### Provided text
* START *
On Tue, 10 Sep 2013, Catalin Marinas wrote:
On Mon, Sep 09, 2013 at 07:02:50PM +0100, Nicolas Pitre wrote:
On Mon, 9 Sep 2013, Lorenzo Pieralisi wrote:
On Mon, Sep 09, 2013 at 02:02:47PM +0100, Catalin Marinas wrote:
Taking the TC2 code example (it may be extended, I don't know the plans here) it seems that the cpuidle driver is only concerned with the C1 state (CPU rather than cluster suspend). IIUC, cpuidle is not aware of deeper sleep states. The MCPM back-end would get an expected residency information and make another decision for deeper sleep states. Where does it get the residency information from? Isn't this the estimation done by the cpuidle governor? At this point you pretty much move part of cpuidle governor functionality (and its concepts like target residency) down to the MCPM back-end level. Such split will have bad consequences longer term with code duplication between back-ends, harder to understand and maintain cpuidle decision points.
IMHO the subject of this thread should not be related to power management policy decisions and where they should live. The goal of MCPM and PSCI was not about defining policy for power management but providing mechanism and I agree with Catalin on this, we have to keep them separate.
I do agree as well. That's not where my argument fundamentally is. Please let's not divert the discussion again.
To avoid diverting the discussion, we first need to agree on what this discussion is about. As Lorenzo said, the goal of MCPM or PSCI was not about defining policy but coordinating the C states in a multi-cluster context (with or without security implications). Policy in MCPM is a new thing you brought and if that's the future plan I want to stay far away from it. Selling MCPM as the next idle governor does not work for me, sorry.
That's not what I wanted to convey at all. If that's the impression I gave you then I sincerely apologize. Lorenzo probably more appropriately designated it as a mechanism that also has the ability to demote policy requests which is, as far as I know, not contradicting the longer description I made of it. Let's not twist my words any further please.
Going back to the original topic, when we talk about MCPM vs PSCI in the arm64 context, we need to be clear on _which_ parts of MCPM to consider. PSCI is clearly defined, MCPM is not (as you said, it's work in progress but you can probably set high-level goals). So let's start with defining MCPM and please correct my understanding (based on what's currently in mainline):
- Front-end to CPU hotplug and cpuidle.
- Common back-end interface to low-level SoC power management. I would add mcpm_entry_vectors setting here.
- 'last man' state machine for CPU/cluster power coordination.
I hope it is clear by now that if you care about _proper_ security in the power management context, point 3 above must be handled in firmware. That's independent of how complex the firmware needs to be for such task. PSCI as an API and the Generic Firmware implementation is addressing this (and at the same time providing a common framework for secure OS vendors to rely on). Generic Firmware will be further developed to address other concerns but that's not the point.
Indeed it is the point! And as I keep repeating this over and over in various ways because there is no one who is addressing my very concern so far:
- The MCPM state machine is _not_ as obvious to implement as it may seem. Either that, or the sum of us who took a couple months to get it right are total incompetent idiots. The biggest idiot amongst those people was certainly myself who clearly missed the mark by _far_ in my estimation of the effort required to implement this.
* END *
(Segmentation annotation records)
* START *
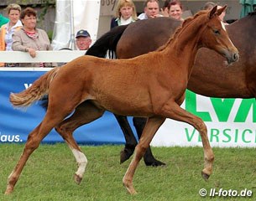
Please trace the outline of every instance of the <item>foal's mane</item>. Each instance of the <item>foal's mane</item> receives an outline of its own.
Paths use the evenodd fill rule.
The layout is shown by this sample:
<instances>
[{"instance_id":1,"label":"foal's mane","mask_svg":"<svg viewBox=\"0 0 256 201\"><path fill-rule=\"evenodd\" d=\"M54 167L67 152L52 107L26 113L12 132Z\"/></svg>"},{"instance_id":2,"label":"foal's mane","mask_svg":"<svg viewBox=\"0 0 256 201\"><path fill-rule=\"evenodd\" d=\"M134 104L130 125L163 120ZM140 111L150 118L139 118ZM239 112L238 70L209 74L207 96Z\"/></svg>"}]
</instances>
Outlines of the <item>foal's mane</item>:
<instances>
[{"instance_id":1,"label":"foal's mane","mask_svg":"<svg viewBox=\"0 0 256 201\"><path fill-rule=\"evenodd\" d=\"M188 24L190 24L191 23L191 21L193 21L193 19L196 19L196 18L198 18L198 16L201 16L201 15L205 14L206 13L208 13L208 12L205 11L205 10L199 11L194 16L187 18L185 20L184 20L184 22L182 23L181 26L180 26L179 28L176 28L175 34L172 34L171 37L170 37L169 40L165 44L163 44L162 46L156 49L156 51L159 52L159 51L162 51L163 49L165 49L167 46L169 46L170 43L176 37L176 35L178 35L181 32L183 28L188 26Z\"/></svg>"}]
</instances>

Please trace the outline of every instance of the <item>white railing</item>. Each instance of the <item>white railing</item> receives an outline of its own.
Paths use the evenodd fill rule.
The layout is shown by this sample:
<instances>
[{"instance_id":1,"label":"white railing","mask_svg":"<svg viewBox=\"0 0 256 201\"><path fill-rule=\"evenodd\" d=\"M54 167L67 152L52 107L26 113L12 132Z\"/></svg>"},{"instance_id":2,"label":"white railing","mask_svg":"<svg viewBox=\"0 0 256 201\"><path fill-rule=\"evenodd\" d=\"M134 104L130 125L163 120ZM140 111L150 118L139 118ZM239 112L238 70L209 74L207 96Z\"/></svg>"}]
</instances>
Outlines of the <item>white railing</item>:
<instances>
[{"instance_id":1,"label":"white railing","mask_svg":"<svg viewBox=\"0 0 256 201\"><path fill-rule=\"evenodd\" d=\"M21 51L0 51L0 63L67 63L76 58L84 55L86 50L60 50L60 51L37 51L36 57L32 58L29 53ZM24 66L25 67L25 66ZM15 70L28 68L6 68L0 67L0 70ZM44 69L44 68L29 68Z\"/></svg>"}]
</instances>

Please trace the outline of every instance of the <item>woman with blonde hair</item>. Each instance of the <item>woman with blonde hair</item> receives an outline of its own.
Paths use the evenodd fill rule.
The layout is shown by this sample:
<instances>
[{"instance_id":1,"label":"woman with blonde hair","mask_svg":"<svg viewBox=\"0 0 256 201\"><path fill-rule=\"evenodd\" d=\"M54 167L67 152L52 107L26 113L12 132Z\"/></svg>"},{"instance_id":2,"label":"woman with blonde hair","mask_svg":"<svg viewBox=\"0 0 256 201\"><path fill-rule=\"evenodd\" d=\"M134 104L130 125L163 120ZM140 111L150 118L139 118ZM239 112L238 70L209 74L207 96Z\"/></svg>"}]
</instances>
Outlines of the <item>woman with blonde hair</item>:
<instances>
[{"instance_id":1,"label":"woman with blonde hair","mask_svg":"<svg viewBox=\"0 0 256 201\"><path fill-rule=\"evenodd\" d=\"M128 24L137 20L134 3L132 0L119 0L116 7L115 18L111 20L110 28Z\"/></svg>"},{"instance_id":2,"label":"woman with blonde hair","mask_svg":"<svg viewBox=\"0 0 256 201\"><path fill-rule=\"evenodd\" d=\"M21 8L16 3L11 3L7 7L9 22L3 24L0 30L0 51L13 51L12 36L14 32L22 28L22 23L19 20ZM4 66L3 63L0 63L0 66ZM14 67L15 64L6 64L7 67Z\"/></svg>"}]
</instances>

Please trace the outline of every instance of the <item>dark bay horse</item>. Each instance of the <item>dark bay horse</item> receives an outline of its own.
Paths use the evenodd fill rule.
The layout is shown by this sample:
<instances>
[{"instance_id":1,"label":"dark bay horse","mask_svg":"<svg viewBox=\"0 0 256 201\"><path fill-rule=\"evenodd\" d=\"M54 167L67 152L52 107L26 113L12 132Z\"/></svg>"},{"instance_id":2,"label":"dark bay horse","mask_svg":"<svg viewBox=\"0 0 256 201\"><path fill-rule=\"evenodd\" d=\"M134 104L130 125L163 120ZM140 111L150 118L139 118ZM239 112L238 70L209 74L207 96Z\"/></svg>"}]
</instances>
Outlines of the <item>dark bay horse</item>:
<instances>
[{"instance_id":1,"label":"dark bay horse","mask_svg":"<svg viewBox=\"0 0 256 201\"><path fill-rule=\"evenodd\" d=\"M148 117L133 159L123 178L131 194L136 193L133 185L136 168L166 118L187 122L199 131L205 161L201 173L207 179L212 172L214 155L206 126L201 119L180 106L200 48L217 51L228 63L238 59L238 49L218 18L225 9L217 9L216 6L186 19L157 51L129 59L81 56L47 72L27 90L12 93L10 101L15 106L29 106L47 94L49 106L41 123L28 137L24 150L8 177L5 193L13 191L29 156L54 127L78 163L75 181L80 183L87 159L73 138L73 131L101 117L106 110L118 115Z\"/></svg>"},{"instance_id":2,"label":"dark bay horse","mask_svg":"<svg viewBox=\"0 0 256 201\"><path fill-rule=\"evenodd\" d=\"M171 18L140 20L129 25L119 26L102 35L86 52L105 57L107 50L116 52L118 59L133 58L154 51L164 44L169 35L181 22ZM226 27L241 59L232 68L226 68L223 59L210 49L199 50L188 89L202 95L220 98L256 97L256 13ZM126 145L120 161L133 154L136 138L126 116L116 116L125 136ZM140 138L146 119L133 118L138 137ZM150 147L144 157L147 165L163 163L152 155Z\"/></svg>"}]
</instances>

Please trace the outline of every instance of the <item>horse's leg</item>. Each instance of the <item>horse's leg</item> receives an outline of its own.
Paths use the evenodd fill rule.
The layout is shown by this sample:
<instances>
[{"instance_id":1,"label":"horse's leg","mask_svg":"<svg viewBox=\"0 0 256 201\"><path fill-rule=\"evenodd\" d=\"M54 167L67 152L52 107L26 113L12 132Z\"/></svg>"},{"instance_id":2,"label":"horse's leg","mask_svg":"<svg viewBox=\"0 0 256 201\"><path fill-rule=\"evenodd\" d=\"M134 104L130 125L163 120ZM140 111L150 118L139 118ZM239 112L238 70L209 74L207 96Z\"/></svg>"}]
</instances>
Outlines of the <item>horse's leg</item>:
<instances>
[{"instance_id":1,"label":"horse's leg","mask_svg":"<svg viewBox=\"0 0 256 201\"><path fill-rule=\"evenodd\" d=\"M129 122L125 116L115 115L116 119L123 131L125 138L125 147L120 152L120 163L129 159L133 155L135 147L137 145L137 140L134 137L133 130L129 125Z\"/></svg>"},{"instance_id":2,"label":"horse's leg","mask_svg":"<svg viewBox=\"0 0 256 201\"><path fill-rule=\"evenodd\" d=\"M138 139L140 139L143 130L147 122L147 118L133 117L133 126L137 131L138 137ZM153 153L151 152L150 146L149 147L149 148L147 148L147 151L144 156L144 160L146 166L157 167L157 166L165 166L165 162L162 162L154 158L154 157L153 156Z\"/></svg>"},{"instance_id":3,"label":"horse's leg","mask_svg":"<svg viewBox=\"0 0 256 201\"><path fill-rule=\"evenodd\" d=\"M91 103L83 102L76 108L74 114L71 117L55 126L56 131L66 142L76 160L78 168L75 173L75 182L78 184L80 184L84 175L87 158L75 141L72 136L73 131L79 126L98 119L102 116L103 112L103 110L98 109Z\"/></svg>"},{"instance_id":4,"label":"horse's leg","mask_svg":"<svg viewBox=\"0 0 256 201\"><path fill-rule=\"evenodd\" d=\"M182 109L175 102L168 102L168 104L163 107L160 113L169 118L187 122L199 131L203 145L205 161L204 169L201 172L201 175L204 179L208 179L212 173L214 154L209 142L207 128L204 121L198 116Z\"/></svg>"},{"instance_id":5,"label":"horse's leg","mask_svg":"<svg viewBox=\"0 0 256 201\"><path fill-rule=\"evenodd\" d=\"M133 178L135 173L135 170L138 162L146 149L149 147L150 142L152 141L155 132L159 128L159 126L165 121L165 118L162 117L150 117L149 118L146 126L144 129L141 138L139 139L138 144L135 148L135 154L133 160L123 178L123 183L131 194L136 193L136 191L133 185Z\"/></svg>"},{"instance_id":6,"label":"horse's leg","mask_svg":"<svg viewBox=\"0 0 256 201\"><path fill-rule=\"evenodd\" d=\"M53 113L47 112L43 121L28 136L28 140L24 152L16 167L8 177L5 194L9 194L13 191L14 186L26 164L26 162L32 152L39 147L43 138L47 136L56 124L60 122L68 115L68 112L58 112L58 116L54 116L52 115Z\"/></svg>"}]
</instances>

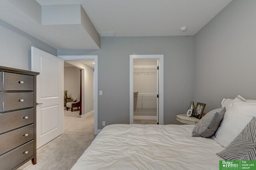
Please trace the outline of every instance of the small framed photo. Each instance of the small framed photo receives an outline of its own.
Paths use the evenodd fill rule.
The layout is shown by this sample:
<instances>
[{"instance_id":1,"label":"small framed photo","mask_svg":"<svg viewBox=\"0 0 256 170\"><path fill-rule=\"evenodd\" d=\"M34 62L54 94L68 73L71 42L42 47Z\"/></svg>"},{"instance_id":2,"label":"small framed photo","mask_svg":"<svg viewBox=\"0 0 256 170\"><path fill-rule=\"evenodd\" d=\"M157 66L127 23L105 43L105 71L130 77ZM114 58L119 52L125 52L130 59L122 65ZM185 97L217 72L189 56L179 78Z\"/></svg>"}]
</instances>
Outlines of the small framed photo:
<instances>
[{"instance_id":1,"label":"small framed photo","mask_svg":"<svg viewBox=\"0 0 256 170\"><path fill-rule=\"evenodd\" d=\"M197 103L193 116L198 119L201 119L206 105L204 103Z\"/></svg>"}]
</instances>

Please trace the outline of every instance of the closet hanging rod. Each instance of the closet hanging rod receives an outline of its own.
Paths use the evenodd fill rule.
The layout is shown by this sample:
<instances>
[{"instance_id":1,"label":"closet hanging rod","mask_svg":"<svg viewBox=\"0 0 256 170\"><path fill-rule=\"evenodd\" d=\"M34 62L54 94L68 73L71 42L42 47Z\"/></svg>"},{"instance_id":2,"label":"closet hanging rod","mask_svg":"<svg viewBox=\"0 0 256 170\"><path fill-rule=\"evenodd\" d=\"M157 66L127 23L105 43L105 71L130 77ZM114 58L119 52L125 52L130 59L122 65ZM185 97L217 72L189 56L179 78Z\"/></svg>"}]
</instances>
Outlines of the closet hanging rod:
* END *
* START *
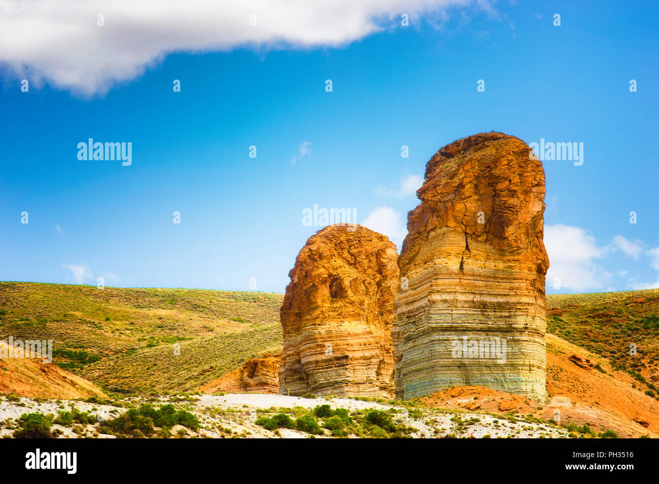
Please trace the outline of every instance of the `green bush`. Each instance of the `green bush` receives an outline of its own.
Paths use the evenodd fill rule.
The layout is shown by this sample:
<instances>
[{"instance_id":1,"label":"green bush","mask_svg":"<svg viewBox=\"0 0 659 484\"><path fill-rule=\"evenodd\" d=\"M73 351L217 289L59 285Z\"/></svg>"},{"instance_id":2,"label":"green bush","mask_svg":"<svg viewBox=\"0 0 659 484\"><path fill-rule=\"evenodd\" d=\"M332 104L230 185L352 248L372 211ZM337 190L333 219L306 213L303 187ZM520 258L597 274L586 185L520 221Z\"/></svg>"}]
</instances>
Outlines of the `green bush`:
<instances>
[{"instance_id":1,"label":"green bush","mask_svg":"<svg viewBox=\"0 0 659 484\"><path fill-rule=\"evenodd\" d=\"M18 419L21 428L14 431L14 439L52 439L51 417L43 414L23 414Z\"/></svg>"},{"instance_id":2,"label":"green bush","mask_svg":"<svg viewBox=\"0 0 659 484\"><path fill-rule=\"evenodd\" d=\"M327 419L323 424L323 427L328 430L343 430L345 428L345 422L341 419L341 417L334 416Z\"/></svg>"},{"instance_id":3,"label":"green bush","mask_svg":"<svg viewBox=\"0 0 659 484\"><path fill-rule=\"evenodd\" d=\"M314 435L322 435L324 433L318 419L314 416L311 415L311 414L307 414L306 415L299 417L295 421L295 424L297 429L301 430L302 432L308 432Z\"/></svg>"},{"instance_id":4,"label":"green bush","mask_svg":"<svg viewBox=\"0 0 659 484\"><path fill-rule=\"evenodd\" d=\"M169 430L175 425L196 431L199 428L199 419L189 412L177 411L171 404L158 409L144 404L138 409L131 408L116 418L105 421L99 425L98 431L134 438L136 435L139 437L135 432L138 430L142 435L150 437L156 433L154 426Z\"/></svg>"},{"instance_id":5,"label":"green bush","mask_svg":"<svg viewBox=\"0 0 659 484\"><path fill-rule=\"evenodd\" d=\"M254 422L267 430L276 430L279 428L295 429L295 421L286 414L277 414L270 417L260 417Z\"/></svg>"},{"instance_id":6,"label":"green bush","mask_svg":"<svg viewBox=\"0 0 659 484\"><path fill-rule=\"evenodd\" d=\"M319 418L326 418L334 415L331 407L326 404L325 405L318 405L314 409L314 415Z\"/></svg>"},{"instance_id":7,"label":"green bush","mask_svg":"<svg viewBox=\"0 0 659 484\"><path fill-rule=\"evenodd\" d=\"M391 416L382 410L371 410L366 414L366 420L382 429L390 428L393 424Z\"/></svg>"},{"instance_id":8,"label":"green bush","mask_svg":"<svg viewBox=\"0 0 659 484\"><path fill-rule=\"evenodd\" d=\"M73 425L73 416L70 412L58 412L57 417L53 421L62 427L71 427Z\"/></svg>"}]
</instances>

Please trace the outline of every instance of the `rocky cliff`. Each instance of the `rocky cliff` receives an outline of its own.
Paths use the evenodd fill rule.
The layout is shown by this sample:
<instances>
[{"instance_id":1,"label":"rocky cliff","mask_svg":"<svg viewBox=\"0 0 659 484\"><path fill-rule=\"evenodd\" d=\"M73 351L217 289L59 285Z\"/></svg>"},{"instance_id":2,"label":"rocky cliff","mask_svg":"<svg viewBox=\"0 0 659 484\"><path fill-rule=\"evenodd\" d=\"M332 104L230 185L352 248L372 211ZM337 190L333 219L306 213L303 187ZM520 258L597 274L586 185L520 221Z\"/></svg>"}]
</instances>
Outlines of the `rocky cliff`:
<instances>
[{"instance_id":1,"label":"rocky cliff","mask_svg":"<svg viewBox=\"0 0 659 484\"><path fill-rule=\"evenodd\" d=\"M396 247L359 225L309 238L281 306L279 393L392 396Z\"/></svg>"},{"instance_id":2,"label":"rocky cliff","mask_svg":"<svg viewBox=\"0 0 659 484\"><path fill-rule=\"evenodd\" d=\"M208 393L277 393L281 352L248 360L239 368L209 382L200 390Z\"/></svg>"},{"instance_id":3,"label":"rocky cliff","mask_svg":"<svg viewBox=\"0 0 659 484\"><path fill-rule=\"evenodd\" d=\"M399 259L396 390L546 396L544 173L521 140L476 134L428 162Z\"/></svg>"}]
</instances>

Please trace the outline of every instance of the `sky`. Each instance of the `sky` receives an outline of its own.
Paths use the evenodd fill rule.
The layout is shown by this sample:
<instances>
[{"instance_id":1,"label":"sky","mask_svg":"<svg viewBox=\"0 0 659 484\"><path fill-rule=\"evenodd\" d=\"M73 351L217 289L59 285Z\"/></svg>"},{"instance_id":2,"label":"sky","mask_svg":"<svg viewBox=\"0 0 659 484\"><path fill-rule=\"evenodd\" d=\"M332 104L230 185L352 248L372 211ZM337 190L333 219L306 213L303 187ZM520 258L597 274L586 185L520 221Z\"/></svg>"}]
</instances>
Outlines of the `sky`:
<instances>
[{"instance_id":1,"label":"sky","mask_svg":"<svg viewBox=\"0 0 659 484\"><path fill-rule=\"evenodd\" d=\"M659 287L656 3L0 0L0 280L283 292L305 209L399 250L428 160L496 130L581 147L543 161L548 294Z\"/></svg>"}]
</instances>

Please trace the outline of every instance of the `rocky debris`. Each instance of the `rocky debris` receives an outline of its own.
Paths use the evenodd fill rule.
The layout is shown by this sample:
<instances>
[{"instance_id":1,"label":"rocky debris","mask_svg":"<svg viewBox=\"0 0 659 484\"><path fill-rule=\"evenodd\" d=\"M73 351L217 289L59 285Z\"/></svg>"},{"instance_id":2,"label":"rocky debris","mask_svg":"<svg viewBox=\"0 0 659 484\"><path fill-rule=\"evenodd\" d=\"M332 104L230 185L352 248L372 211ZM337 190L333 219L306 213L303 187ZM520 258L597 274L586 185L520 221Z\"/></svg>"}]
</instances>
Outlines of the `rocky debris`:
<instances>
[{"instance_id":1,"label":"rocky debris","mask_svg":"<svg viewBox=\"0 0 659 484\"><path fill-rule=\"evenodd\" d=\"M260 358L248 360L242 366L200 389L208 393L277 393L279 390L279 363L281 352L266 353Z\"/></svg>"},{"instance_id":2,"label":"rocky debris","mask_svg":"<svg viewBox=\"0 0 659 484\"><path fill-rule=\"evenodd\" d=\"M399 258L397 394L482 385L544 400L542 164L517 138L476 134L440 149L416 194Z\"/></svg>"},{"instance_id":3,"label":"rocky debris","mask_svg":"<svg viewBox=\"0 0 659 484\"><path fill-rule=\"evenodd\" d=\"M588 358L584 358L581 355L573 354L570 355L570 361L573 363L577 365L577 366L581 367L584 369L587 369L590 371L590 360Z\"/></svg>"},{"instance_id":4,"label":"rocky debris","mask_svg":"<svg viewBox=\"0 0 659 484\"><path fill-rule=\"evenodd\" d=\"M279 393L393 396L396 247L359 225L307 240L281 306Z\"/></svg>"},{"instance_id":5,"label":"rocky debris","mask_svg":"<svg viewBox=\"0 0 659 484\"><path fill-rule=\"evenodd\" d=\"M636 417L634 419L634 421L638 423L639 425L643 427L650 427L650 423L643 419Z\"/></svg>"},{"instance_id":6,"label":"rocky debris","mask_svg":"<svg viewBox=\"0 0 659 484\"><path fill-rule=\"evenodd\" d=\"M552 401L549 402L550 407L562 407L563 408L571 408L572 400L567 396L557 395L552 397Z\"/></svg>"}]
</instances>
* END *
* START *
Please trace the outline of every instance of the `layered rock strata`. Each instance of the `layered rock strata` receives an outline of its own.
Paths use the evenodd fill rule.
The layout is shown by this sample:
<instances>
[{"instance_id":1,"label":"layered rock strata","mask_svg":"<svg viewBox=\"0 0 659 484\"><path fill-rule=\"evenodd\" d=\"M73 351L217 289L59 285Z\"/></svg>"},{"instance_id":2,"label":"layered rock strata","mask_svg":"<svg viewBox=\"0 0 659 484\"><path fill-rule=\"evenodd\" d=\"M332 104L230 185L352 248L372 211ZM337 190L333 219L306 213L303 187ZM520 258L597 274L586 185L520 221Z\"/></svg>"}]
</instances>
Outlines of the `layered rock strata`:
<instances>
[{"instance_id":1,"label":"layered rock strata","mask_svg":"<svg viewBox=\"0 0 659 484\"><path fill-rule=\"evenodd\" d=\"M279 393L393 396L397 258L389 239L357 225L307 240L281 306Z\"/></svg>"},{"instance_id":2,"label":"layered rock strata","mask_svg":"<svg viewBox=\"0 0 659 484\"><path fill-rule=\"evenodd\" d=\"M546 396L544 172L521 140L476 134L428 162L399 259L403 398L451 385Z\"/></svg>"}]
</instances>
* END *
### Directives
[1] Answer these about the MCPM thread:
(a) Which state does the thread say the cpuidle driver in the TC2 code example is concerned with?
(b) What three items are listed in the proposed definition of MCPM?
(c) Where does the thread say point 3 must be handled if proper security in the power management context matters?
[2] Please continue the MCPM thread from the point where it stops.

### Replies
[1]
(a) Only the C1 state (CPU rather than cluster suspend).
(b) A front-end to CPU hotplug and cpuidle; a common back-end interface to low-level SoC power management; a 'last man' state machine for CPU/cluster power coordination.
(c) In firmware.

[2]
- Implementing non trivial functionality in the secure firmware does increase risk. Risk of a buggy implementation that may not be detected by testing since tests tend not to simulate the real life usage patterns accurately. Or risk of compromising the secure part of the system in some unforeseen ways. Please don't tell me you're above those concerns.
- There is always a cost associated to such risks which is unfortunately (or conveniently, due to hardware restrictions or political reasons) seemingly dismissed at the moment.
- Yet the best way to mitigate the risk is to have a flexible update mechanism providing incentive to address issues quickly.
Now... will someone clearly tell me if those concerns have been addressed yet? Is there something besides the PSCI document and the generic firmware implementation in the plans for covering those aspects? Because I've asked this very question, using the TC2 firmware bug that has not been fixed after 6 months of being reported as an example of why I'm even more concerned by even more complex firmware intermangling security operations with power management. It seems that answers to those very concerns are carefully avoided in _all_ the replies I've received so far.
And that has direct influence on whether people will opt for the complex firmware model or managing themselves cheap escape hatches in case something doesn't go according to the plan. And as you said yourself, PSCI is clearly defined, but that's (relatively speaking -- no punt intended on Charles' excellent work) the easy part. The implementation behind it (just like MCPM core and backends today) might not necessarily always be as easy and even complete.
And please let's drop the MCPM vs smp_ops interface argument. This is only bikeshedding over implementation details. I personally don't care what the actual frontend is called.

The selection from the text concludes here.